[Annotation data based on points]
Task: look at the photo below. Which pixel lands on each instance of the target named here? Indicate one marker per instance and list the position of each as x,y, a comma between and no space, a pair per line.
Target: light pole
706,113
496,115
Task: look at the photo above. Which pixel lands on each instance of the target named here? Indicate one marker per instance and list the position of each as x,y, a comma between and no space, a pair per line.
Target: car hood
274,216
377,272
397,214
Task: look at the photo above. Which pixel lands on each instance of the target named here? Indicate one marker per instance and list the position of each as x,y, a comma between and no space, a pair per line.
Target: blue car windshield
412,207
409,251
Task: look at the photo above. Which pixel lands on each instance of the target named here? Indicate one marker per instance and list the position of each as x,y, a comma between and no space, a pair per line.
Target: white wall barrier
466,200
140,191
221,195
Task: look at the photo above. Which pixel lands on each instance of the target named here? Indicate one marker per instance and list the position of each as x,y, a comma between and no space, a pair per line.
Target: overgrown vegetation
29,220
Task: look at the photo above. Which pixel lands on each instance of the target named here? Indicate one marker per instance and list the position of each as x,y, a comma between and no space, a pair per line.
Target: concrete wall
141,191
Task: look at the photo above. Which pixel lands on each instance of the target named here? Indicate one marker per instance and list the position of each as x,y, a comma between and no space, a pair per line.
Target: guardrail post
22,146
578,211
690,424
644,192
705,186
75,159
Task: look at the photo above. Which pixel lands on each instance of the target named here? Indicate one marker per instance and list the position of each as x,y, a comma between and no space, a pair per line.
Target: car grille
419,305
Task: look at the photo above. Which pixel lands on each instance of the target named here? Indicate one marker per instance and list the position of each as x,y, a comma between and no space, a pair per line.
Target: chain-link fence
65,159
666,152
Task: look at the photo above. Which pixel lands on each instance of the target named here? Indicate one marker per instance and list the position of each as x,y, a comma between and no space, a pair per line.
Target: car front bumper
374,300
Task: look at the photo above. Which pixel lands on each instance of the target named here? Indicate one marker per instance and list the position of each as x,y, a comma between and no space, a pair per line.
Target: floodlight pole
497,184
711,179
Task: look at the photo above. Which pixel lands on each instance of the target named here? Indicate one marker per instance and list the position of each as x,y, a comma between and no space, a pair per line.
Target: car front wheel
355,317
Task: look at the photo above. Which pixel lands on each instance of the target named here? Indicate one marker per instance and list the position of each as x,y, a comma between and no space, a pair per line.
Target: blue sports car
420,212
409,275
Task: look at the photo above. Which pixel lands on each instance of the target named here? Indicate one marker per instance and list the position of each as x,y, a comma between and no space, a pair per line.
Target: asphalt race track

▸ WHAT IS EXPECTED: Show every line in the entries above that contains the word "front", copying each line unchanged.

▸ ANSWER TO THE PROBLEM:
Target: car front bumper
Target: car front wheel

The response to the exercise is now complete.